# [Job A]
In the blog love list, which television show is Evan Lysacek going to be on?
# [Job B]
Continue the blog love list from its last sentence, adding more items in the same style.

# [Supplied passage]
· · · · ·

After not writing for awhile, it’s always hard to come back. I haven’t written for so long that I don’t even know where to begin. So I decided I’ll just ease my way into things with a little love list because really? Who doesn’t like love lists? They make me happy.

Evan Lysacek – Omg, people I just love him!  I love his skating style, he’s freaking adorable and on Monday night my life got a little bit sweeter when I found out he’s going to be on Dancing with the Stars – my bet is he will be great!

My FAVORITE lotion OF ALL TIME is back!! I am not even exagerating when I say that this was the best news I got all last week lol. Bath & Body Works discontinued this magical stuff awhile ago and I tried to find some online but people who had a supply jacked the price up from $12 to $40 (b/c they KNEW how amazing it was and how stupid B&BW was to get rid of it!) You better believe I’ll be stocking up on these bad boys so that I have a nice supply before they discontinue it again!

The Office – The baby episode is on tomorrow night.  I’m so excited – there’s a 99.8% chance I will cry, lol. I’ve become quite emotional at things such as weddings and babies these days.  Kendra’s Baby Ep – bawled like a baby.

· · · · ·

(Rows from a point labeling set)
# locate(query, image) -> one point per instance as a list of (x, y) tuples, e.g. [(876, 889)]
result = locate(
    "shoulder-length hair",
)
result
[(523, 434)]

· · · · ·

# [Written answer A]
Dancing with the Stars

# [Written answer B]
Speaking of The Office, this is My Lovey’s “Jim Face” hehe. Everytime I look at this pic, I fall a little more in love with him. It’s like we’re constantly in a contest of who can act goofier… and I wouldn’t have it any other way. One more shmoopy thought, I love that Uncle Kracker song, “Smile” and it ALWAYS makes me think of My Lovey and so that fact that they are using it on The Office commercials makes me soooo happy. The Office is our show. AND I said I wanted to find my Jim and I did! 🙂

Okay, I’m sorry… the shmoop is over I promise. Something else I’m loving? Four grad applications are totally complete! I’ve already been rejected to one school but it was my reach school so I got over it pretty quickly. Next week on Thurs and Friday are interview days at another school so keep your fingers crossed for me!

Lastly, I turn 25 on Monday! I dunno if I LOVE this per se but I do LOVE my weekend plans. I’m celebrating my birthday with my friends on Saturday night, then Sunday I am going to Atlantic City with Lovey to celebrate my bday & our 6 month anni and then we have Monday off together (which is my actual bday). Oh and also, College Roomie is coming to visit Fri-Sunday so I’m really pumped about that as well!

What are YOU loving these days? And p.s. I missed you!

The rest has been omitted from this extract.